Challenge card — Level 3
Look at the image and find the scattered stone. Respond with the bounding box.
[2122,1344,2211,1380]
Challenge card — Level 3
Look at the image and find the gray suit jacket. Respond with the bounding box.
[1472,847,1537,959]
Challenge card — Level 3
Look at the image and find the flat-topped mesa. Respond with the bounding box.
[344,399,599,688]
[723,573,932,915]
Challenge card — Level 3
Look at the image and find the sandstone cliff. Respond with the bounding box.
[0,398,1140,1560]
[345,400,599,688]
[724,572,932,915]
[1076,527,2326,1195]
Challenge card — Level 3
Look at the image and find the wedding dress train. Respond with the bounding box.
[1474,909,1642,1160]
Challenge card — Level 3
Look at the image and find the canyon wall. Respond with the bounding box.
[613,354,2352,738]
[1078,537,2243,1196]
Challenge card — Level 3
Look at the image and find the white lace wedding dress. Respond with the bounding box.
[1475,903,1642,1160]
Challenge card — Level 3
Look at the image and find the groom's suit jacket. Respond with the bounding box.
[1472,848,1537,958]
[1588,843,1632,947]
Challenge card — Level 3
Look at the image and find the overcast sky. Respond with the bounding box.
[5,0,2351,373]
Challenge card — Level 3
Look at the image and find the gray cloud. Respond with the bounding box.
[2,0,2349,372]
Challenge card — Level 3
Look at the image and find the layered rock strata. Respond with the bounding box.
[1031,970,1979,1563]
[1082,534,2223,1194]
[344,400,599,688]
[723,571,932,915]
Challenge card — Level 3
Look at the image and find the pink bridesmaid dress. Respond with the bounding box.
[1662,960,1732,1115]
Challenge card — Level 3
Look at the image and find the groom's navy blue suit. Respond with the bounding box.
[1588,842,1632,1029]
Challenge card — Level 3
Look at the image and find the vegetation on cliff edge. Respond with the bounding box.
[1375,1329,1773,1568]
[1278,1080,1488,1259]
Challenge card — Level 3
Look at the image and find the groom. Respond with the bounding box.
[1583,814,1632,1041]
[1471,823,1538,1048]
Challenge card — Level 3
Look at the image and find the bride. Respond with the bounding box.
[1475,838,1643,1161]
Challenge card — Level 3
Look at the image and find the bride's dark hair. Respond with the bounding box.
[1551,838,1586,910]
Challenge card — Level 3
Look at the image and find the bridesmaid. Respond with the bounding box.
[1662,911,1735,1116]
• • • • • • •
▸ WHAT TO PRODUCE:
Each entry above is to be returned exactly as given.

▸ TASK SOLUTION:
Challenge card — Level 3
Look at the image and find the scattered stone. Respond with the bounding box.
[2122,1344,2211,1380]
Challenge card — Level 3
Look at the image and find the gray suit jacket. Respond with the bounding box.
[1472,847,1537,959]
Challenge card — Level 3
Look at the image and find the flat-topped mesa. Respond with the bounding box.
[344,399,599,688]
[723,573,932,915]
Challenge card — Level 3
Look at the image and find the sandstone cliff. Respond with the bounding box.
[0,398,1140,1560]
[345,400,599,688]
[724,572,932,915]
[1076,527,2326,1195]
Challenge card — Level 3
Look at the image and find the wedding dress train. Respond with the bounding box.
[1474,909,1642,1160]
Challenge card — Level 3
Look at the image and find the canyon wall. Respond with the bounding box.
[613,354,2352,738]
[1078,537,2243,1196]
Challenge card — Level 3
Look at the image and find the white lace wedding dress. Respond with the bounding box.
[1475,903,1642,1160]
Challenge card — Level 3
Look at the image and find the groom's suit jacket. Respond with the bounding box.
[1472,848,1537,958]
[1588,843,1632,947]
Challenge card — Level 3
Look at the image and find the overcast sky. Respond with the bounding box.
[5,0,2351,373]
Challenge card — Level 3
Look at the image and find the gray cloud. Respond with the bounding box.
[2,0,2349,372]
Challenge card — Level 3
Look at the image and find the layered rock strata. Respond with the bounding box.
[1031,970,1979,1563]
[1082,534,2223,1194]
[344,400,599,688]
[723,571,932,915]
Challenge card — Level 3
Look at the image and find the pink bridesmaid dress. Respond with the bounding box.
[1662,960,1732,1115]
Challenge card — Level 3
Look at the image and find the groom's navy blue suit. Respond with the bounding box.
[1588,842,1632,1029]
Challenge card — Level 3
Look at the image and find the vegetation on cliff edge. Respond with the bounding box.
[1375,1329,1773,1568]
[1278,1080,1488,1259]
Challenge card — Level 3
Look at the image and find the groom. Respond with the bounding box.
[1583,814,1632,1041]
[1471,823,1538,1048]
Challenge card — Level 3
Look at the image and find the bride. Respond with the bounding box.
[1475,838,1643,1161]
Challenge card — Level 3
Look at the image and find the bride's dark hair. Respond with the bounding box.
[1551,838,1586,910]
Challenge card — Level 3
Look at the image and find the bridesmaid. Respond with the bounding box.
[1662,911,1735,1116]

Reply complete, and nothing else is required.